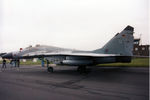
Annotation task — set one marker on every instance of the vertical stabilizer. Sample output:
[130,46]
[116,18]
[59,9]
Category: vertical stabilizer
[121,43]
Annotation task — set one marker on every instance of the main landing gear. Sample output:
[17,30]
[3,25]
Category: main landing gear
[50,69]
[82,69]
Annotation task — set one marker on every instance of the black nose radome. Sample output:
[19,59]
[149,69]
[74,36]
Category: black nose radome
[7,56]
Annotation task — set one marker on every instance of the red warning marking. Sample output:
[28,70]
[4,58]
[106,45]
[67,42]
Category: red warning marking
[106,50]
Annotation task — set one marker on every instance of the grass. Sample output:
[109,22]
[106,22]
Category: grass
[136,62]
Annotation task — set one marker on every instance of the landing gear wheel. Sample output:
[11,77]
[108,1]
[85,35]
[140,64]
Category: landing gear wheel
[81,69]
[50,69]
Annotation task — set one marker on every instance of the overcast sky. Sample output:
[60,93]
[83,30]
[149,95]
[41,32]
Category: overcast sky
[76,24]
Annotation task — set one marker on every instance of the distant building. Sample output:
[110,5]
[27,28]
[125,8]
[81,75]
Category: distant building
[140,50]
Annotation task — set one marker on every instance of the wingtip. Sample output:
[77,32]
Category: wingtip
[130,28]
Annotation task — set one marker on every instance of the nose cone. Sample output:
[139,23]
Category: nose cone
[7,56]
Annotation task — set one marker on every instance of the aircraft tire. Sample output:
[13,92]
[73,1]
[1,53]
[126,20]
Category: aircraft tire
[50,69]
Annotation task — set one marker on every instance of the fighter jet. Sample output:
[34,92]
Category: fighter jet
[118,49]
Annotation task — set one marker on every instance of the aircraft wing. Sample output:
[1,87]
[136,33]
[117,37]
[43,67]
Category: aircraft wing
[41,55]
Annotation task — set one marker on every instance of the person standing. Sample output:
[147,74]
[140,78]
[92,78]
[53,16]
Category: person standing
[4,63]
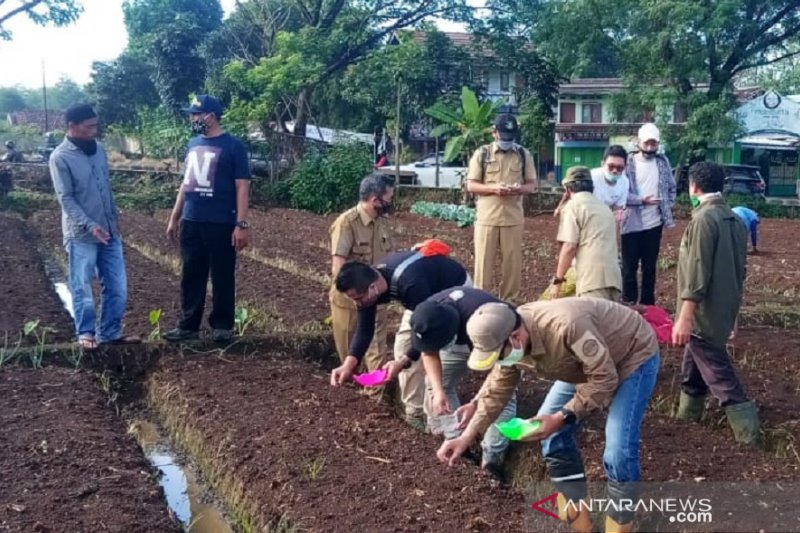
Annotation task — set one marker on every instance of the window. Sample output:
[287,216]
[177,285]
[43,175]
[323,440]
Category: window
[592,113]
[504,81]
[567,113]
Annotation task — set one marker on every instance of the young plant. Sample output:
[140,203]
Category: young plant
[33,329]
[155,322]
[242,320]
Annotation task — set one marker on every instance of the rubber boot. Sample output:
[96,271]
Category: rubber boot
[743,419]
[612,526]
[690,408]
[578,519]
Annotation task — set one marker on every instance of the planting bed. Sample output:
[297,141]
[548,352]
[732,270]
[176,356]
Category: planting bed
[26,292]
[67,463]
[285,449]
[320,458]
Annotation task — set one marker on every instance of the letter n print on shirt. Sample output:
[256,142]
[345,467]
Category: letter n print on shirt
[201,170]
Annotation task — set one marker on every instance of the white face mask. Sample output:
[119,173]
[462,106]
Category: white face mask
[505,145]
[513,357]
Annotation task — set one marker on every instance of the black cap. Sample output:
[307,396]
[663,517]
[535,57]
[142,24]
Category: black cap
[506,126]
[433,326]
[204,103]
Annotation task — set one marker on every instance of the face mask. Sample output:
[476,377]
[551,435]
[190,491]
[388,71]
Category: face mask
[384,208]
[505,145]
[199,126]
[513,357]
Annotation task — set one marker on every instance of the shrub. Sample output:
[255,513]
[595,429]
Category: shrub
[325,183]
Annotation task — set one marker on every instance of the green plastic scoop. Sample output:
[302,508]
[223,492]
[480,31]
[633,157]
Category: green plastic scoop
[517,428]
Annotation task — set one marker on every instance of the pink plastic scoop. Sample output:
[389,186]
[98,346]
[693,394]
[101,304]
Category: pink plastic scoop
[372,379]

****************************************

Please copy the lines above exactly as written, apart from any pictures.

◆ Exercise output ◆
Annotation task — set one marker on every instance of the vertical stabilizer. Sample output:
[130,46]
[116,18]
[59,9]
Category: vertical stabilizer
[121,43]
Annotation task — set one marker on every instance of the main landing gear. Sample output:
[17,30]
[3,25]
Category: main landing gear
[50,69]
[82,69]
Annotation task — set one marker on every instance of the black nose radome. Sample output:
[19,59]
[149,69]
[74,36]
Category: black nose radome
[7,56]
Annotation task — set one marker on every instance of the red warning marking. Sample output:
[28,70]
[4,58]
[106,45]
[67,42]
Category: red warning marking
[106,50]
Annotation task — set one marker on every instance of the grass. Sample output:
[109,22]
[106,22]
Category: grass
[136,62]
Annotation task — set one marker on every instance of the landing gear wheel. Sample output:
[11,77]
[108,1]
[85,35]
[140,64]
Category: landing gear wheel
[81,69]
[50,69]
Annotation task — set one marker on every instance of the overcast sky. Sample output:
[60,93]
[83,30]
[149,95]
[41,32]
Category: overcast sky
[76,24]
Annotation task — set one marker on every instance of the distant building. Sample output:
[110,5]
[27,28]
[125,8]
[81,75]
Category: distant building
[140,50]
Annotation task — set one marker on every instance of the wingtip. Sample output:
[77,32]
Category: wingtip
[130,28]
Annotation task — set one marker on every instance of the nose cone. Sample output:
[139,23]
Category: nose cone
[7,56]
Annotation task — set one marker on every instance of the aircraft tire. Sample output:
[13,92]
[73,1]
[1,53]
[126,20]
Category: aircraft tire
[50,69]
Annotation task — set one marker on every instance of the fighter jet. Sample output:
[34,92]
Category: fighter jet
[118,49]
Annotation task — set one marker on every instance of the aircraft wing. Sample output:
[1,87]
[136,33]
[117,37]
[43,67]
Category: aircraft wing
[41,55]
Annotation task — set one marker on every instance of the person standing. Sample output:
[147,74]
[140,78]
[92,78]
[53,16]
Category: person standing
[4,63]
Annotation task — set one marker on every instance of the window. Sample output:
[287,216]
[177,285]
[43,175]
[323,440]
Category: window
[592,113]
[504,81]
[567,113]
Annotation task — set one marker on every instance of the young plant. Sample output:
[140,203]
Category: young plant
[33,329]
[155,322]
[242,320]
Annotation task — set one marker on every instance of the rubber boot. Sample output:
[96,271]
Category: rubber boot
[743,419]
[612,526]
[690,408]
[578,519]
Annotation task — set one marker on every instance of the planting bed. Sample output:
[297,141]
[548,352]
[732,270]
[176,356]
Category: planting bed
[26,292]
[67,463]
[285,449]
[320,458]
Annotation task — set one marker on every instance of the letter n print on shirt. Sample output:
[256,142]
[345,467]
Category: letter n print on shirt
[201,170]
Annotation task — set one marker on every instance of the white face mask. Sample output:
[119,173]
[462,106]
Category: white face mask
[505,145]
[513,357]
Annotation task — set one marker on every instance of the black cap. Sample output:
[307,396]
[663,517]
[535,57]
[142,24]
Category: black cap
[506,126]
[433,326]
[204,103]
Annotation task — set one marker on every instance of the face mask. Sample output:
[476,377]
[551,435]
[190,491]
[388,71]
Category: face mask
[384,208]
[505,145]
[199,126]
[513,357]
Annotation task — set one marker on every instance of the shrub. Sample output:
[255,513]
[595,429]
Category: shrub
[325,183]
Annotation task — set one marker on every instance of the green plastic scoop. Sample output:
[302,508]
[223,492]
[480,31]
[633,157]
Category: green plastic scoop
[517,428]
Annotation task — set one marker on every instance of the pink plastic scoop. Sample output:
[389,186]
[98,346]
[693,394]
[101,304]
Category: pink plastic scoop
[372,379]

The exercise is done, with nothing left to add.